(Location labeling records)
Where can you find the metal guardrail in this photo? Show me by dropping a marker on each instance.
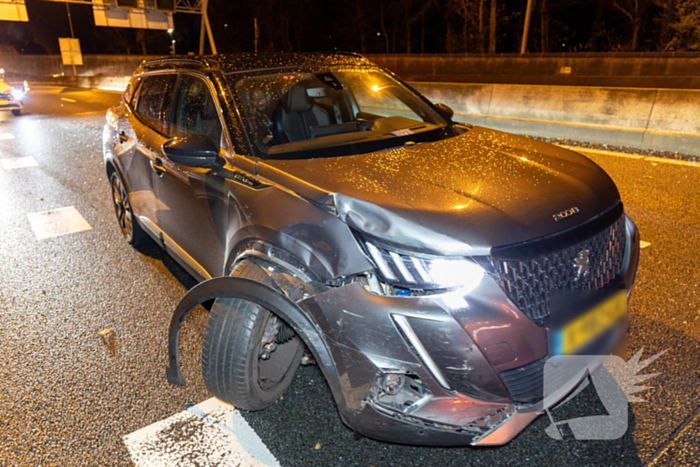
(181, 6)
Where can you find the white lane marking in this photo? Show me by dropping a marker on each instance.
(210, 433)
(662, 160)
(18, 162)
(57, 222)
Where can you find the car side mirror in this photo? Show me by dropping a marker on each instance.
(192, 151)
(445, 111)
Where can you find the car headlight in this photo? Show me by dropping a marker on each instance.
(416, 271)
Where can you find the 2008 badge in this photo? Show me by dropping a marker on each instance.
(564, 214)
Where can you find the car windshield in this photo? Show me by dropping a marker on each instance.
(305, 113)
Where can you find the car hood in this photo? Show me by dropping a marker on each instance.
(459, 196)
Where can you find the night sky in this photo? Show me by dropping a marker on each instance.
(371, 26)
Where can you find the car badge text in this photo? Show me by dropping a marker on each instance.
(564, 214)
(581, 264)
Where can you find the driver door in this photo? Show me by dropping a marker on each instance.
(192, 209)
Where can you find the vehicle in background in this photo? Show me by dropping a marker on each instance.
(11, 98)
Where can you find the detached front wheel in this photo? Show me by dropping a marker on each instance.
(249, 355)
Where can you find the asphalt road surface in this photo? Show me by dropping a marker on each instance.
(70, 396)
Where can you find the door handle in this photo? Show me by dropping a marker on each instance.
(157, 166)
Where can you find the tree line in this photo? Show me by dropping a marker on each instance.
(466, 26)
(384, 26)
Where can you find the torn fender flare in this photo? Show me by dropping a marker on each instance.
(245, 289)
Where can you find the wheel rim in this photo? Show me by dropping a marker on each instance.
(272, 371)
(122, 207)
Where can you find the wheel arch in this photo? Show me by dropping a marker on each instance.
(265, 296)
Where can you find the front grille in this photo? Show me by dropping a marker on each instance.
(527, 282)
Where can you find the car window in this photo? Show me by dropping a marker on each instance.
(154, 100)
(305, 111)
(130, 90)
(195, 110)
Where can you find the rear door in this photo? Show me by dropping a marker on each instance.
(151, 111)
(193, 214)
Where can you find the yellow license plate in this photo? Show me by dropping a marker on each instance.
(591, 324)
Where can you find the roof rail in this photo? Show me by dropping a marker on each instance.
(354, 54)
(199, 61)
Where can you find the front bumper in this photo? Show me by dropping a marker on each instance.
(474, 339)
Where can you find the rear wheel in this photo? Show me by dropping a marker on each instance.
(130, 227)
(249, 355)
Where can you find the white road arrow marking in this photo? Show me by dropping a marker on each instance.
(210, 433)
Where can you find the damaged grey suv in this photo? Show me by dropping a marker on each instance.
(333, 213)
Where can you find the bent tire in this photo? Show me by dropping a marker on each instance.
(234, 342)
(128, 224)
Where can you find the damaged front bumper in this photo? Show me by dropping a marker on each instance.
(461, 359)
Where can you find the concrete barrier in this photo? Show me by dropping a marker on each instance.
(658, 119)
(647, 118)
(680, 70)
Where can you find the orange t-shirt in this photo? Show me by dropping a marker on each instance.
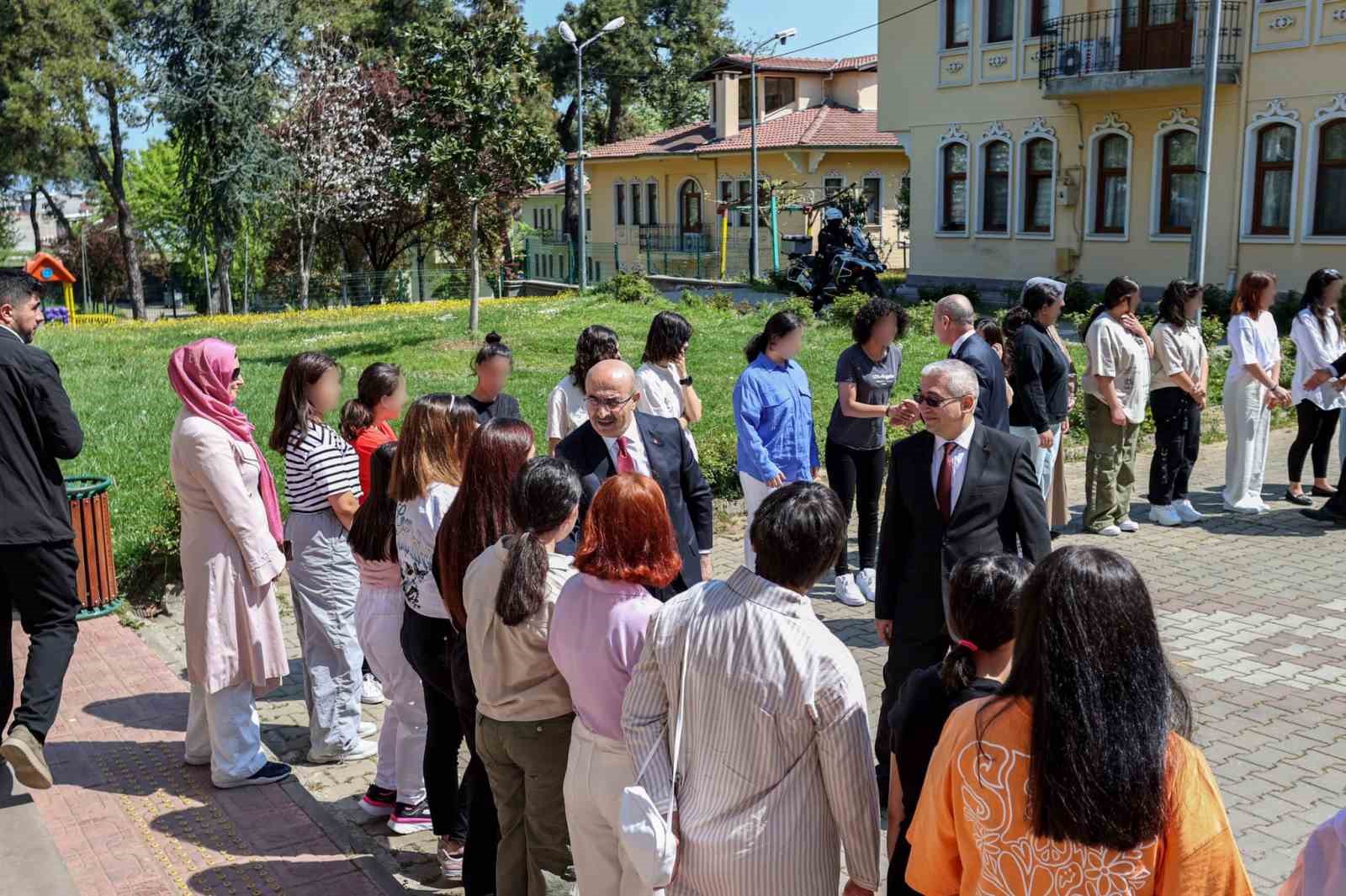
(972, 835)
(367, 443)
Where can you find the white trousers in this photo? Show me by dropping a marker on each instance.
(401, 743)
(1247, 428)
(754, 493)
(224, 729)
(596, 771)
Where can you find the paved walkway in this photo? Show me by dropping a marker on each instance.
(1252, 611)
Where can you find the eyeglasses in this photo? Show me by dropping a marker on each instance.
(930, 400)
(612, 406)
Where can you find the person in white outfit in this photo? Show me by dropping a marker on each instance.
(1252, 389)
(1317, 332)
(399, 788)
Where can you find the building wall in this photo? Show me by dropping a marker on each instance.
(1291, 72)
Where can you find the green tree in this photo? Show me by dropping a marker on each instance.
(464, 127)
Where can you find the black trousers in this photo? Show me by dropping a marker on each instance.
(1177, 444)
(482, 819)
(1317, 428)
(426, 644)
(858, 480)
(40, 581)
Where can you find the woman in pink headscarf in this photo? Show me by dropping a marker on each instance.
(231, 560)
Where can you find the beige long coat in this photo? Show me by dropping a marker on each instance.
(229, 561)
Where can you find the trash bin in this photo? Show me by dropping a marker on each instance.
(96, 583)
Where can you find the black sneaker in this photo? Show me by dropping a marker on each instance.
(379, 802)
(410, 819)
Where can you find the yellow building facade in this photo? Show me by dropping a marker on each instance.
(1060, 137)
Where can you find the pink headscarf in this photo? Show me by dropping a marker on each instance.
(199, 374)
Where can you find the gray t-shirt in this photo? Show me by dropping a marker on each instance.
(874, 382)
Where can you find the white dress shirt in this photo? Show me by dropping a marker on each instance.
(960, 463)
(634, 447)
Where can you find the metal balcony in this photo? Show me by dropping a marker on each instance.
(1143, 45)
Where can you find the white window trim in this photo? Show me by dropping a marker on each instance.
(1333, 112)
(953, 135)
(1108, 127)
(1036, 130)
(1177, 121)
(995, 134)
(1275, 114)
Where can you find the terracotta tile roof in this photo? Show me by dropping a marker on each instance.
(818, 127)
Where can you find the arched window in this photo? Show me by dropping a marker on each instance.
(1178, 182)
(995, 188)
(1040, 159)
(955, 174)
(1110, 197)
(1330, 182)
(1274, 181)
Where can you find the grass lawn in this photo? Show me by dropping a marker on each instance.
(118, 381)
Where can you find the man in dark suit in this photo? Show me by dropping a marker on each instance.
(37, 543)
(619, 439)
(955, 326)
(956, 490)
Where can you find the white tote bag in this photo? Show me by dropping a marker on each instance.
(648, 833)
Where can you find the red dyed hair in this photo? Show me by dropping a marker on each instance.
(628, 534)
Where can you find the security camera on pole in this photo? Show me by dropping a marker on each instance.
(785, 34)
(569, 35)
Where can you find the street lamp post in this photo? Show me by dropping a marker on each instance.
(569, 35)
(785, 34)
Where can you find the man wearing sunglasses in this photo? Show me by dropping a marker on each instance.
(956, 490)
(37, 543)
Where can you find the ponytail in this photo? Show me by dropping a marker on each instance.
(540, 500)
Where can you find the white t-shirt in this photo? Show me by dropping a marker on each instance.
(416, 528)
(1251, 341)
(1114, 352)
(565, 411)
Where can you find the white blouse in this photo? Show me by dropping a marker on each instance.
(1316, 353)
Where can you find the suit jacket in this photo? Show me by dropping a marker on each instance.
(999, 509)
(993, 402)
(672, 464)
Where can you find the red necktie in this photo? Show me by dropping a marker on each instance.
(625, 463)
(944, 489)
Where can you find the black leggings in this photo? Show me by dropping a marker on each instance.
(1317, 428)
(858, 478)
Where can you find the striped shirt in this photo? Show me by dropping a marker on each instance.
(320, 464)
(777, 771)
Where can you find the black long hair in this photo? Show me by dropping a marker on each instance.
(1116, 292)
(377, 381)
(596, 343)
(294, 413)
(983, 602)
(1173, 305)
(540, 498)
(372, 533)
(1105, 702)
(1314, 292)
(778, 326)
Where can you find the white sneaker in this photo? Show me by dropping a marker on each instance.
(1164, 516)
(1186, 512)
(360, 750)
(372, 692)
(848, 592)
(866, 579)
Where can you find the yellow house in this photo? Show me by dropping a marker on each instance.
(656, 199)
(1060, 136)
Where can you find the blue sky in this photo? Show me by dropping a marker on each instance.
(816, 20)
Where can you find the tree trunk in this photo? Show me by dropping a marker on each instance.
(475, 278)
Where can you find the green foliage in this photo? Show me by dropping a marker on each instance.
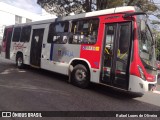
(158, 47)
(65, 7)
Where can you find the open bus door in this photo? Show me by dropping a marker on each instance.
(36, 47)
(6, 43)
(116, 55)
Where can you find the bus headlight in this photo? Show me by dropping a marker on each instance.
(141, 73)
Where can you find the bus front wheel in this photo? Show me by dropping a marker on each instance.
(80, 76)
(19, 61)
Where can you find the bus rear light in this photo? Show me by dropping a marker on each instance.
(141, 73)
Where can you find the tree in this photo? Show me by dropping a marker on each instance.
(65, 7)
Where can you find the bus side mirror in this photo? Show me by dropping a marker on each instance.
(143, 25)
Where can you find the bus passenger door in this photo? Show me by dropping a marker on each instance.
(116, 55)
(7, 42)
(36, 47)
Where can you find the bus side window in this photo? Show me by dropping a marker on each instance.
(4, 35)
(51, 33)
(16, 34)
(84, 31)
(58, 32)
(25, 35)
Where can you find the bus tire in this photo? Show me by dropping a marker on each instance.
(80, 76)
(19, 61)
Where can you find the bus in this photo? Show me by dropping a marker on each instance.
(112, 47)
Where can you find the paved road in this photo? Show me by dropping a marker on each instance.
(40, 90)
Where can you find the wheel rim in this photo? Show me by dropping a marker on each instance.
(19, 61)
(80, 75)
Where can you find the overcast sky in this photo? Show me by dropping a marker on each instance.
(30, 5)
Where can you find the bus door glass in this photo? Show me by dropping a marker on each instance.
(7, 42)
(116, 55)
(36, 47)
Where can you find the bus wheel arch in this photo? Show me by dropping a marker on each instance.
(19, 60)
(79, 73)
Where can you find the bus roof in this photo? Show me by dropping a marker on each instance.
(82, 15)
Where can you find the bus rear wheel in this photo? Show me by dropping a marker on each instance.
(80, 76)
(19, 61)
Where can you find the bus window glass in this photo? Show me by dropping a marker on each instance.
(146, 47)
(58, 32)
(4, 36)
(16, 34)
(25, 35)
(108, 53)
(123, 47)
(84, 31)
(51, 33)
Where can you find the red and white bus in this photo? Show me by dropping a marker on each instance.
(113, 47)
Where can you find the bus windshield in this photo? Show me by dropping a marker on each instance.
(146, 47)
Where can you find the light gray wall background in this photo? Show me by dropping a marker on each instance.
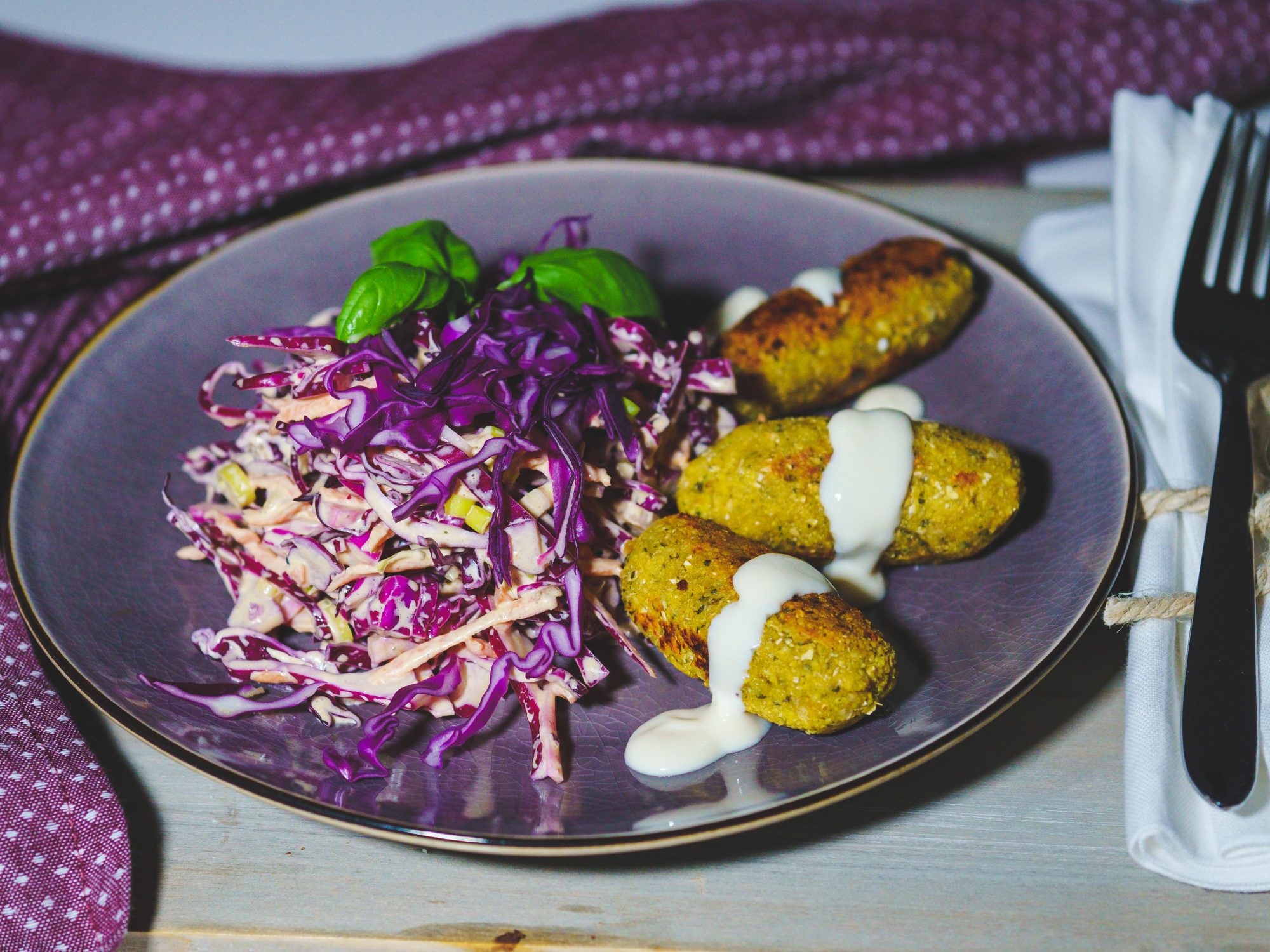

* **PROBLEM DETAILS**:
Which lines in the listing above contain the word "roof"? Pick out each of those lines and copy it in full. Letter case counts.

* **REPLY TO THE EXERCISE**:
Where can you find the roof rail in this photo? Show me by dropping a marker on each instance.
Where can you find the terracotta tile roof in this photo? Show me by dropping a marker on each instance.
Where can you find the bus roof in this photo? Show me by dropping a marker on each instance.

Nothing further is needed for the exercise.